**WHAT YOU NEED TO DO**. Look below for the line containing "point: flagpole |"; from there through the line containing "point: small cone", both lines included, please set down each line exactly and nothing else.

··· EXERCISE INPUTS

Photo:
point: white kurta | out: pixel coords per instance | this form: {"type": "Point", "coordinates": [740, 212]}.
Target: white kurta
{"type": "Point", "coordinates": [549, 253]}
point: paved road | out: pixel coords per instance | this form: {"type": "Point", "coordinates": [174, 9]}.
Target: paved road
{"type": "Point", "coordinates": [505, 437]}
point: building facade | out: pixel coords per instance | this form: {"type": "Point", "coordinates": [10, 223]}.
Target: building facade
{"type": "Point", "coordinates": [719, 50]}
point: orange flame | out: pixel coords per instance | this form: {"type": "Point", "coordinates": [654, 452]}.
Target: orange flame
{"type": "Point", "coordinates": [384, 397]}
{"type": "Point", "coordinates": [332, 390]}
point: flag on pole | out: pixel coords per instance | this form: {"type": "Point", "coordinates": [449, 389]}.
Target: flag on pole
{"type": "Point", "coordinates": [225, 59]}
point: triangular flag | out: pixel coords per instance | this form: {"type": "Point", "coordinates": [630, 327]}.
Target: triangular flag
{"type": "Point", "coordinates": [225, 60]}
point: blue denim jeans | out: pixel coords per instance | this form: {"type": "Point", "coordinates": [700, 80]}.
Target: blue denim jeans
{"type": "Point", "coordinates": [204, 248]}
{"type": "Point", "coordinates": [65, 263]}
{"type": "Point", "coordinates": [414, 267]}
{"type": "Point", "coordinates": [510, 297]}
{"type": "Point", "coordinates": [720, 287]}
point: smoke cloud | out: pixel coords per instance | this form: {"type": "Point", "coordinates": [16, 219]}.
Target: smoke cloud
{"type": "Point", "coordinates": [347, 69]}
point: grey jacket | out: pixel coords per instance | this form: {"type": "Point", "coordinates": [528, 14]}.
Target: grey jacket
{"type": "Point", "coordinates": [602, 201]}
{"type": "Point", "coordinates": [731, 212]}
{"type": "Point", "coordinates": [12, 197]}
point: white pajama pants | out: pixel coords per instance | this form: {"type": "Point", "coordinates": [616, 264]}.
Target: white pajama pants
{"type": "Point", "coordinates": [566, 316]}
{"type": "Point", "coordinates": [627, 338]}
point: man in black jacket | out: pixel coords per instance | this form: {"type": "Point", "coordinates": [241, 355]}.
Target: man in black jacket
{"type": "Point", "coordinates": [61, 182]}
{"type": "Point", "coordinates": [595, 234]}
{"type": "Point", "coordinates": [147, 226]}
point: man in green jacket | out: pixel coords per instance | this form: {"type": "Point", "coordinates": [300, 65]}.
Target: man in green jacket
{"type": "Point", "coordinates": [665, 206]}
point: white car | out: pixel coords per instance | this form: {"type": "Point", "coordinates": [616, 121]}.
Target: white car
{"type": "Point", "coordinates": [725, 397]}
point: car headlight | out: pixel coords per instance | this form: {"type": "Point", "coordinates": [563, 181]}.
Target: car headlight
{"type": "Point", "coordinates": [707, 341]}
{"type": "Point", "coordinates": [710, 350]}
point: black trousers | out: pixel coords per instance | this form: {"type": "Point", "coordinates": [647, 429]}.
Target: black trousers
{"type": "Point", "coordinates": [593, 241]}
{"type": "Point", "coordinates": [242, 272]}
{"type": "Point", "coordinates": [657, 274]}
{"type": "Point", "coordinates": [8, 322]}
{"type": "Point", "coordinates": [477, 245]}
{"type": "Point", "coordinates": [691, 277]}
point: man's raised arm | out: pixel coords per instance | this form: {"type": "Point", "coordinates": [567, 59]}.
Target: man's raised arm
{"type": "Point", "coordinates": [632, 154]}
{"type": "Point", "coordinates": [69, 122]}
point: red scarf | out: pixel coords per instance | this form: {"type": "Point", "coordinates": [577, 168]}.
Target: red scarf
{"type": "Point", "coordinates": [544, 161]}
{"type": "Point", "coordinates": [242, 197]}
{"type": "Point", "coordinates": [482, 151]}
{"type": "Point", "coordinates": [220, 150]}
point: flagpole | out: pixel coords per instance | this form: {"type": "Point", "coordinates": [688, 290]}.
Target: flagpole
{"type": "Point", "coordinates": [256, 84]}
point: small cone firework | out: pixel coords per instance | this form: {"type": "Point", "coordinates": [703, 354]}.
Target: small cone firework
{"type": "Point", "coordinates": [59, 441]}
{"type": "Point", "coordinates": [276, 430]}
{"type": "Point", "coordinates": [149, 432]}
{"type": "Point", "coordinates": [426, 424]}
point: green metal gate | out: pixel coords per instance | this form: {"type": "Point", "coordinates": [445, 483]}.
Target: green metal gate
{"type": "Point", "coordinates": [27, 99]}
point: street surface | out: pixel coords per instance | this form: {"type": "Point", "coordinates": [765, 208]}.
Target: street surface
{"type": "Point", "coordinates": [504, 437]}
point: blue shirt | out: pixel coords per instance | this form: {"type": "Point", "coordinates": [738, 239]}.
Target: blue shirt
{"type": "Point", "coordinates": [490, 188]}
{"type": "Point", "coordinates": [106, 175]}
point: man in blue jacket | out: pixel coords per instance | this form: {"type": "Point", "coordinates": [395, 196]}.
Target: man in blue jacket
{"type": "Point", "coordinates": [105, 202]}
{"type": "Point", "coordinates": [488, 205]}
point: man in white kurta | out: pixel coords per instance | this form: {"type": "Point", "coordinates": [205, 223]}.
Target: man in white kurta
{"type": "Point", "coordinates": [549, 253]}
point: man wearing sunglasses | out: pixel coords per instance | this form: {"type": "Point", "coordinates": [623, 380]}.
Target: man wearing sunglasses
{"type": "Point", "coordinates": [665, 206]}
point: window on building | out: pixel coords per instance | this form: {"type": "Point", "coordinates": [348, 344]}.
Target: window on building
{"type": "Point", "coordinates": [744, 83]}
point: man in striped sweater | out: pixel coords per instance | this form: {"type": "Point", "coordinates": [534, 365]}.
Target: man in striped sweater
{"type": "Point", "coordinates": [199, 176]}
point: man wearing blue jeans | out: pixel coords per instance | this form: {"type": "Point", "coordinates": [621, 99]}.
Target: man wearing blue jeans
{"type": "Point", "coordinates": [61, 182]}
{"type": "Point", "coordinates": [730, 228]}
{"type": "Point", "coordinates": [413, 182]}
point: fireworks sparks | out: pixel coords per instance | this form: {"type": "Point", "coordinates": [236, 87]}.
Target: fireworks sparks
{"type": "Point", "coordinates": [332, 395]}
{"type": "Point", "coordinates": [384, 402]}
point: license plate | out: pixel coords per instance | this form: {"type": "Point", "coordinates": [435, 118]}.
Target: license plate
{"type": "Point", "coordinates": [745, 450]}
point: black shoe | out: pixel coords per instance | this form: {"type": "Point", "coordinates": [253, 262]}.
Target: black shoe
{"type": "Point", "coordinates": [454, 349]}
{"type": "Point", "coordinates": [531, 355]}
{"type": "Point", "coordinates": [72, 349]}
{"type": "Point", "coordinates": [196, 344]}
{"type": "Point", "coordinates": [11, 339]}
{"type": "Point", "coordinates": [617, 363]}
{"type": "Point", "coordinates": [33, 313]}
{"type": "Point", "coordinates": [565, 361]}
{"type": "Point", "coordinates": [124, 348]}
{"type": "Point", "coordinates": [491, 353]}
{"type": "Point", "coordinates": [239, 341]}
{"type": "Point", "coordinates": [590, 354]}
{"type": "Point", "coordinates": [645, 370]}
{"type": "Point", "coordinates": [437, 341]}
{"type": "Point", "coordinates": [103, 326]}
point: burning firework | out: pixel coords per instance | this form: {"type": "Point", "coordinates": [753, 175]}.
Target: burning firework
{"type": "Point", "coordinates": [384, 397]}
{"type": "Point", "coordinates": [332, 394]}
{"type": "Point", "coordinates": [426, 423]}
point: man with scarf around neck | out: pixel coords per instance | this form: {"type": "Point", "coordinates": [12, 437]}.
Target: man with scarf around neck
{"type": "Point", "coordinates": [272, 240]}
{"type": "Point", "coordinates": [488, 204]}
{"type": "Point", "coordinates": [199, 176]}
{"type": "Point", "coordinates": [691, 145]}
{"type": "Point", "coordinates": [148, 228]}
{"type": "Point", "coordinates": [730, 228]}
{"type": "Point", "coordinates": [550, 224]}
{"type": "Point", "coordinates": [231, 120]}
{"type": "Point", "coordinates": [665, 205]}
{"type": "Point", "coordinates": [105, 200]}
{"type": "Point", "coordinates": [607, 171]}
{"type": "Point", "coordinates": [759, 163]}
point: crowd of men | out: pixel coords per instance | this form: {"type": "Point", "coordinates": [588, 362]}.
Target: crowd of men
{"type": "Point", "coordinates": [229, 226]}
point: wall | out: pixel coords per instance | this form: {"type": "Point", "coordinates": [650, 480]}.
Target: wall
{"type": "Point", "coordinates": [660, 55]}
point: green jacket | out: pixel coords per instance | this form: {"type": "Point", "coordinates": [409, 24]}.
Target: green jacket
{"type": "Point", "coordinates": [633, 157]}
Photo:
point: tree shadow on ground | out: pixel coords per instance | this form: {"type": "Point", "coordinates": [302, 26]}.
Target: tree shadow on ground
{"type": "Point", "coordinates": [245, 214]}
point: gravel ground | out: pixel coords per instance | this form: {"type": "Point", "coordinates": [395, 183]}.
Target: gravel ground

······

**PROBLEM SOLUTION**.
point: flagpole | out: pixel coords per instance | this form: {"type": "Point", "coordinates": [688, 290]}.
Target: flagpole
{"type": "Point", "coordinates": [256, 84]}
point: small cone firework | out: pixel coords per instance | this form: {"type": "Point", "coordinates": [703, 354]}.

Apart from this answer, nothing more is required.